[Collection entries]
::::::

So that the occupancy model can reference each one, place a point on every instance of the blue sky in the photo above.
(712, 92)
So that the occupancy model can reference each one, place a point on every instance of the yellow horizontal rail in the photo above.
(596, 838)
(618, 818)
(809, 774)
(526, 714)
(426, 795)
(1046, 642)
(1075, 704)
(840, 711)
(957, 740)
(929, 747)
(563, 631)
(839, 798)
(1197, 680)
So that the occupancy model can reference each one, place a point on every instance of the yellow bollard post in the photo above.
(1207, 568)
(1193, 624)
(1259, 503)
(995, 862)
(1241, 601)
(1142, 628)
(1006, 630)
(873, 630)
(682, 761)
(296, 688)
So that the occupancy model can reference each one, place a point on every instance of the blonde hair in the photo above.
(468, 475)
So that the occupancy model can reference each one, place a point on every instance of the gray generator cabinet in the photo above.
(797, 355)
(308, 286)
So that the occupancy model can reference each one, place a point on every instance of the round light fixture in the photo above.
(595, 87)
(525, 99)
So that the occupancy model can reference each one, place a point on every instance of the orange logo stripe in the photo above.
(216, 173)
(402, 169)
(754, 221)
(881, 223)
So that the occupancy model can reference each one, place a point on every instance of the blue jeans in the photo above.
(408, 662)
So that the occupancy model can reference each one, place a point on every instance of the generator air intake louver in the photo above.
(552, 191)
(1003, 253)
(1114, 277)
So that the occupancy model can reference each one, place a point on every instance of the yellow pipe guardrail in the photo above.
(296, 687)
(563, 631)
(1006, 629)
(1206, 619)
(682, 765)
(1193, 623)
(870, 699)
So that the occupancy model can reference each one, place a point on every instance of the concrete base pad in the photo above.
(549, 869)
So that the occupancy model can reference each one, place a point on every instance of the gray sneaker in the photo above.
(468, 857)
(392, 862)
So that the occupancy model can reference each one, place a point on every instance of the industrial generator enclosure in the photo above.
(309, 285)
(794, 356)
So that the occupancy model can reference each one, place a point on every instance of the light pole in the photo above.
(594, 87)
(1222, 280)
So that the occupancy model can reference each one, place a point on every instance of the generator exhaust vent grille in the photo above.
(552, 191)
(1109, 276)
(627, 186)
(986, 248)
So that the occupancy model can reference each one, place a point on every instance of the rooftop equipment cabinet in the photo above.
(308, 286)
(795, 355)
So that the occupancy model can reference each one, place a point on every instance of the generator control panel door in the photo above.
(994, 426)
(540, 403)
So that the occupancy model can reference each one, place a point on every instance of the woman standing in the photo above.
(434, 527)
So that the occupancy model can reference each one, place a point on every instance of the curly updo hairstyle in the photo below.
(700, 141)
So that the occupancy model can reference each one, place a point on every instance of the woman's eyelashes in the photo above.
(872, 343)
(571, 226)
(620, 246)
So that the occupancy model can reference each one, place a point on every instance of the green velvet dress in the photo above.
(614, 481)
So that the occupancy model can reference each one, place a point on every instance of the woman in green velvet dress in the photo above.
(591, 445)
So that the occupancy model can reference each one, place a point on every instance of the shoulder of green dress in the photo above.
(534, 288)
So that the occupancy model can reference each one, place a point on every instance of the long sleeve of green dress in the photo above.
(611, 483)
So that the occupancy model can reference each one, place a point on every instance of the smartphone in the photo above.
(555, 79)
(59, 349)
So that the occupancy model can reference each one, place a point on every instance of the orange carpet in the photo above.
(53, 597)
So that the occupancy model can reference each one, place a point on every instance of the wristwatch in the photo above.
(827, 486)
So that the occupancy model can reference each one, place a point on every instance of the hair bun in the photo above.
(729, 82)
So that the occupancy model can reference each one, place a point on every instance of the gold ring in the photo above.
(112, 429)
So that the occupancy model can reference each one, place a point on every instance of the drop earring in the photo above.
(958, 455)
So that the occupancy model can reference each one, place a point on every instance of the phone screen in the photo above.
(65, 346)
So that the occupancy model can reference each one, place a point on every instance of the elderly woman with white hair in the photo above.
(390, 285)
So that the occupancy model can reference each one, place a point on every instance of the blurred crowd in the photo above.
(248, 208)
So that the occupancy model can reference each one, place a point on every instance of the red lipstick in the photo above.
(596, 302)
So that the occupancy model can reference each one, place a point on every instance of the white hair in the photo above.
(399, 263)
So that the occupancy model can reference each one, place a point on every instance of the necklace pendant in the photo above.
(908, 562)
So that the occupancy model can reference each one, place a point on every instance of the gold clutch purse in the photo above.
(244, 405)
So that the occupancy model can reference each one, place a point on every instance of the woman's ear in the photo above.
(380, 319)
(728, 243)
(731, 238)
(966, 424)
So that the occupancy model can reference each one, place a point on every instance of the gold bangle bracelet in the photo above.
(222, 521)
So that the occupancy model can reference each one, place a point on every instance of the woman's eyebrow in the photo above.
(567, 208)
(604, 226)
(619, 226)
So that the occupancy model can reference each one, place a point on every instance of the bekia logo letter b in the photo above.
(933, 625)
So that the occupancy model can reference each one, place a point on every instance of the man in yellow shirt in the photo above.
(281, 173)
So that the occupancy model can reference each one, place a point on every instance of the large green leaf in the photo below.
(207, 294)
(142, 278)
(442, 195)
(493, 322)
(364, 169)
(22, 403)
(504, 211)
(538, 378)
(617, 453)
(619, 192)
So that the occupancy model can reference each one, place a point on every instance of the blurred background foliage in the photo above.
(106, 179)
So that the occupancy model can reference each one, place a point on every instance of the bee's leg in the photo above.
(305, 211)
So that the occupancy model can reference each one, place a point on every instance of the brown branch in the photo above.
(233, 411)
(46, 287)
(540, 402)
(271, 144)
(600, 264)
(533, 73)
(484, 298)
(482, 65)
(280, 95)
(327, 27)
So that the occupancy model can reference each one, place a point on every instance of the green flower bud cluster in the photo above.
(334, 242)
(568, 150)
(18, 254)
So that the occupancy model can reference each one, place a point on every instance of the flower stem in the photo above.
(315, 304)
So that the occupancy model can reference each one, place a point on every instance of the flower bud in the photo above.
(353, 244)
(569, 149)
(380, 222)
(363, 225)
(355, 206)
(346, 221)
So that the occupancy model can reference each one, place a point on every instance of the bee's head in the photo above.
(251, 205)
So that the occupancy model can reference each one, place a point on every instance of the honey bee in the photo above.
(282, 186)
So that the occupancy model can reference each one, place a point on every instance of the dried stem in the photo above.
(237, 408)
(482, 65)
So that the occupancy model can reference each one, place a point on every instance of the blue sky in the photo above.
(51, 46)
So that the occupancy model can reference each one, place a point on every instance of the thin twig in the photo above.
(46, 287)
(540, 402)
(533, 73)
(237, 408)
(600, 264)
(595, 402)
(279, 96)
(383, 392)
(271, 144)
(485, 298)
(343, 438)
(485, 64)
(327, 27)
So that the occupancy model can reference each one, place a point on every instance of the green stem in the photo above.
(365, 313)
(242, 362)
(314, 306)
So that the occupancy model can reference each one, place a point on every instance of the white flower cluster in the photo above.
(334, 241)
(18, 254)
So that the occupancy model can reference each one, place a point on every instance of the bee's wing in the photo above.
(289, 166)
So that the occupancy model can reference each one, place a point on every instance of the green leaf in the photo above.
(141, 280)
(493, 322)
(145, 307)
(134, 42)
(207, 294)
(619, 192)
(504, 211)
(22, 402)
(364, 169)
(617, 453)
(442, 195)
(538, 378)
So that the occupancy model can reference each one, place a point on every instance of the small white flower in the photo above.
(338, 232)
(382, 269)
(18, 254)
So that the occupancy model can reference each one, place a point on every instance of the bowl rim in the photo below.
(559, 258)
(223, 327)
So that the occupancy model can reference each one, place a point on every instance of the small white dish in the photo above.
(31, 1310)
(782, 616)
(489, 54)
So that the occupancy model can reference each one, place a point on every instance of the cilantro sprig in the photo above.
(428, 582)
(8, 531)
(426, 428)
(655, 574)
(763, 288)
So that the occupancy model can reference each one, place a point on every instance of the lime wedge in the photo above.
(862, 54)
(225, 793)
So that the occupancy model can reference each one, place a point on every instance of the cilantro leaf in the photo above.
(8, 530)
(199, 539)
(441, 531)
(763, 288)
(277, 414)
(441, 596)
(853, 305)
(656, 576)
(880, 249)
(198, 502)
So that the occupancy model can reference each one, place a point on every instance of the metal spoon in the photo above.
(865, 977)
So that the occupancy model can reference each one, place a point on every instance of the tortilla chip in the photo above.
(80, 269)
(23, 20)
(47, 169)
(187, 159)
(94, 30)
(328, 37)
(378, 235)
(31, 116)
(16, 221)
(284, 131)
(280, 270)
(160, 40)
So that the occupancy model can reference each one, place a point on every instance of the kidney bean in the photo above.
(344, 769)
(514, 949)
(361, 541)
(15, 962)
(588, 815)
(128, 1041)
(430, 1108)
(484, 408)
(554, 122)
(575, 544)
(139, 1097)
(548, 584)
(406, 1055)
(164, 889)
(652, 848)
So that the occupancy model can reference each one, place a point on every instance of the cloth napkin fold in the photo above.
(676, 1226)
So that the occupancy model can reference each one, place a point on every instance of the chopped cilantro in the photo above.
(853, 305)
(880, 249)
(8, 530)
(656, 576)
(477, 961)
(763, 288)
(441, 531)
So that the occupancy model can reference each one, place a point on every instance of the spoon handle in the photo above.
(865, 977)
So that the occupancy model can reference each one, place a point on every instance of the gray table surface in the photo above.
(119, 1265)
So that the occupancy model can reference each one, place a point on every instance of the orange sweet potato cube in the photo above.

::::::

Required work
Beginning with the line that has "surface in the photo above.", set down each line through the last one above, exactly, and nothing else.

Problem solution
So that the occupancy model can reference each one, place a point on every instance of the gray table surface in the photo above.
(119, 1265)
So that the occupancy model can reference each one, place a point on every instance of the orange sweet potato cube in the photo above.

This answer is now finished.